* Data to use *
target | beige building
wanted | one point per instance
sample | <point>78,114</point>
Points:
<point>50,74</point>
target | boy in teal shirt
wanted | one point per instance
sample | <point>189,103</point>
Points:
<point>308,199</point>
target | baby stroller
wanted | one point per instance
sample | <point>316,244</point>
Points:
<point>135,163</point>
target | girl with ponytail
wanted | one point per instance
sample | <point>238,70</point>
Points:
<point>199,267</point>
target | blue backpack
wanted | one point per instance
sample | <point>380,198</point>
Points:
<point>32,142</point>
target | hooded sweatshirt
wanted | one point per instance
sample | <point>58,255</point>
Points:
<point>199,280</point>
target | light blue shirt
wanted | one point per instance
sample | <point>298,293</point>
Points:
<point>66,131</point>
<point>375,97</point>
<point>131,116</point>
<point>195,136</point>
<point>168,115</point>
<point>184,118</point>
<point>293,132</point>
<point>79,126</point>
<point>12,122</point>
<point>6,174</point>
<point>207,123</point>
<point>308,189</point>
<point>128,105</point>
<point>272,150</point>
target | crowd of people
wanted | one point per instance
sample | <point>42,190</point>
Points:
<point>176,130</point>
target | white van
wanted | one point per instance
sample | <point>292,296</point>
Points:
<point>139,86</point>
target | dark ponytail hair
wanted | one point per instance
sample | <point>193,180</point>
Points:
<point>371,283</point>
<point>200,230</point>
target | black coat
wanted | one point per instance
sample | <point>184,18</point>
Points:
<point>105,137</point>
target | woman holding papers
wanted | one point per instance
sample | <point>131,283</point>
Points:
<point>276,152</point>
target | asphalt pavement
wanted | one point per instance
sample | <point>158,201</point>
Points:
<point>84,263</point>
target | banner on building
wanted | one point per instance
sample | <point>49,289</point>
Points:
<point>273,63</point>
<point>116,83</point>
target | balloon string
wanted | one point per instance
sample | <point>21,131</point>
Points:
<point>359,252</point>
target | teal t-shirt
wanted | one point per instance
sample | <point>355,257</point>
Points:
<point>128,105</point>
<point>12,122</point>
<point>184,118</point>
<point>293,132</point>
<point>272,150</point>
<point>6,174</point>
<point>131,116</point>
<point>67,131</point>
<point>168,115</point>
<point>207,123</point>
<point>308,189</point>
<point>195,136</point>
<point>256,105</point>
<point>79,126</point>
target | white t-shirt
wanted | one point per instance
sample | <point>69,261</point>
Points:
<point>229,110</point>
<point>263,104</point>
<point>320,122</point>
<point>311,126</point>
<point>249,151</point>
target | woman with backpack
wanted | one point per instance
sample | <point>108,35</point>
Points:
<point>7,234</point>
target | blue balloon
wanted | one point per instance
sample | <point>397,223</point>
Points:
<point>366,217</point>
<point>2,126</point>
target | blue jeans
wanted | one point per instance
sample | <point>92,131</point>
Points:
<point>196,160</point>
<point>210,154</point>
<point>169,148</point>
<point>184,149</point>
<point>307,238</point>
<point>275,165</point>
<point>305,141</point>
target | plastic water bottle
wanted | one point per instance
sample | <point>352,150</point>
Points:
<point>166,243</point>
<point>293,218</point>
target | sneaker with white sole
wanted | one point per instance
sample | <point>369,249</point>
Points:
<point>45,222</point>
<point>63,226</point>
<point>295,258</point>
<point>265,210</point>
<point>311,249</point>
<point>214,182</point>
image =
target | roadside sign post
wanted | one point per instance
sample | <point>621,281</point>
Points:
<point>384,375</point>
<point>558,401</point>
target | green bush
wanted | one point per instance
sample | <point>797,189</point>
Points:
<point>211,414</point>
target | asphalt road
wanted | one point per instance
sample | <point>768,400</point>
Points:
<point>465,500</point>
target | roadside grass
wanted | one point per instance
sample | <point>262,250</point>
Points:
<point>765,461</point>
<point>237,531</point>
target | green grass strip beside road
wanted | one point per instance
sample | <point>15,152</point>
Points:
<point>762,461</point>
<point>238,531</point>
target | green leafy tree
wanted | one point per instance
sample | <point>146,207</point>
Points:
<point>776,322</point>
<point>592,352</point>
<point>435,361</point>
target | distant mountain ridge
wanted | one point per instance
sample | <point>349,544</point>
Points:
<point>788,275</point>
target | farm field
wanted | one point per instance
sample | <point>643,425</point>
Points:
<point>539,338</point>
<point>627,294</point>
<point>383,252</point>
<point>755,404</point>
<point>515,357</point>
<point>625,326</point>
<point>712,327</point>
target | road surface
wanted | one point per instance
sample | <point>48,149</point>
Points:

* Required action *
In the material above, find each line containing the word "green" and copy it.

* Answer for the task *
target | green bush
target | green grass strip beside road
target | green leafy tree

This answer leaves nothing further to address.